▶ _PROBLEM_: Tally the lines in the records below that contain the string "glass", treating uppercase and lowercase as different, and give only the number.

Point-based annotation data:

□ □ □ □

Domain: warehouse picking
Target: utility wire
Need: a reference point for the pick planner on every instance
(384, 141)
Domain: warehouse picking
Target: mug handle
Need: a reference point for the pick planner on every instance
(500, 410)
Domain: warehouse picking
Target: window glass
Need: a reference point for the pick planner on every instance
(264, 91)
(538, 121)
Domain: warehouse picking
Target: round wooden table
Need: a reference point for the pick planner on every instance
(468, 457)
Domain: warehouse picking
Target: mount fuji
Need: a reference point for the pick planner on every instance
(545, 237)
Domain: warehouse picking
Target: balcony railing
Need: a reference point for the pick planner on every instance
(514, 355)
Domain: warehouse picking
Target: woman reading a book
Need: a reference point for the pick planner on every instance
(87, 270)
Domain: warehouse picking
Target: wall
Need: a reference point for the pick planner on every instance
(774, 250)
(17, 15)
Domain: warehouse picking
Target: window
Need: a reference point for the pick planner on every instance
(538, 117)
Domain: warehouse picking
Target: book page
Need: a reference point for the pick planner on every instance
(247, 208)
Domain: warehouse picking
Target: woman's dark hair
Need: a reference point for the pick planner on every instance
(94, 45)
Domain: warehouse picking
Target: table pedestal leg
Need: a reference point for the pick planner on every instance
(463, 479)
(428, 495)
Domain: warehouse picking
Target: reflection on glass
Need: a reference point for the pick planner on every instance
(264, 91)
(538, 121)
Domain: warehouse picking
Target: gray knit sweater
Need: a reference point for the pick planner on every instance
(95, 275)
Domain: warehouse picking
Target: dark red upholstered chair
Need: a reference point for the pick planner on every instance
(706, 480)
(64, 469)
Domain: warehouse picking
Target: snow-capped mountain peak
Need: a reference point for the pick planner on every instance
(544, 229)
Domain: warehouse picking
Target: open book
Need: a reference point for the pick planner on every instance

□ □ □ □

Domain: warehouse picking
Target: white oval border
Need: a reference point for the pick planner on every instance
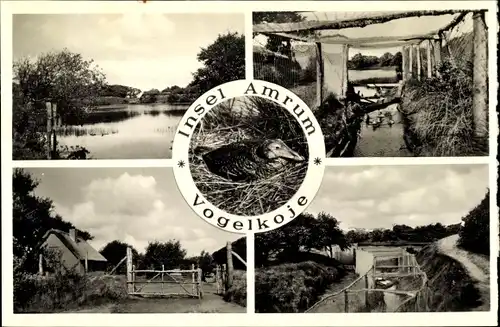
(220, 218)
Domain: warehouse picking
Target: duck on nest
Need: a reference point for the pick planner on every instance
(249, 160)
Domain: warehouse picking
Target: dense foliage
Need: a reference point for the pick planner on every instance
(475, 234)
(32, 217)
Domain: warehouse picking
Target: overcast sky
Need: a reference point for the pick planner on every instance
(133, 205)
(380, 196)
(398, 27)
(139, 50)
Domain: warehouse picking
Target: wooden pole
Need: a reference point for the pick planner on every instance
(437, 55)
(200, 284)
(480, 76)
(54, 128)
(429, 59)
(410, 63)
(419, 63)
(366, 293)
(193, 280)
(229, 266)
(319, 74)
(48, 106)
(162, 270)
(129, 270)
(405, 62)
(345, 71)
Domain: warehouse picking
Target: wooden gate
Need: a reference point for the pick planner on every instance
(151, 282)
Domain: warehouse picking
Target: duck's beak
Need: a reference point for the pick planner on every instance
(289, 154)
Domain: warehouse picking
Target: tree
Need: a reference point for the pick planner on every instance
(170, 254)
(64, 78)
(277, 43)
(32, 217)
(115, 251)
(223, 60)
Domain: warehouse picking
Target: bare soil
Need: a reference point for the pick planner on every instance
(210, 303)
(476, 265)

□ □ □ □

▶ _WRITTEN SOLUTION_: 2